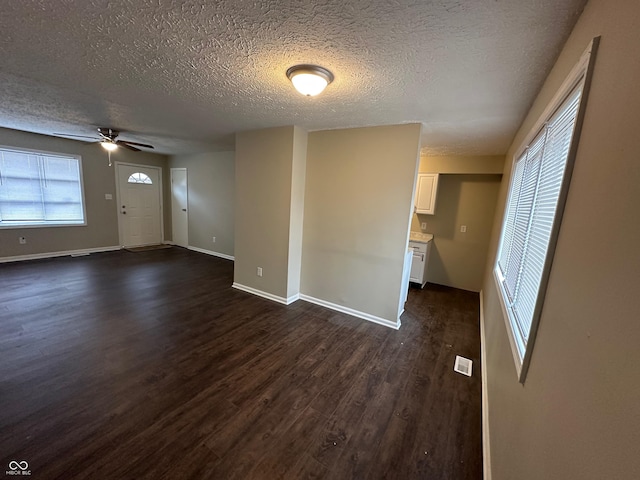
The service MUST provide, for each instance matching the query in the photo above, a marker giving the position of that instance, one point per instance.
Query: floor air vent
(463, 365)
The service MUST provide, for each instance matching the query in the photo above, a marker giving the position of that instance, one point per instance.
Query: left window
(40, 189)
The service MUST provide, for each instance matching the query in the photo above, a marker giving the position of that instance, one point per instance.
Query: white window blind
(532, 203)
(39, 189)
==================================================
### Problem details
Retype each line of the listing above word for word. Exclude the pictures.

### Your response
The service MUST provide, for each instance matching the query in the photo above, a marker giving the position of that instance, one point per instance.
Query: floor air vent
(463, 365)
The service MUST provide, for each instance matching the query in the photo above, a marker giving the position of that instance, one point per instance.
Query: left window
(40, 189)
The service MUST provide, for each instance matching the query in the photo above, a marker giving the position of that instance, one point per instance.
Query: white window blind
(532, 203)
(39, 189)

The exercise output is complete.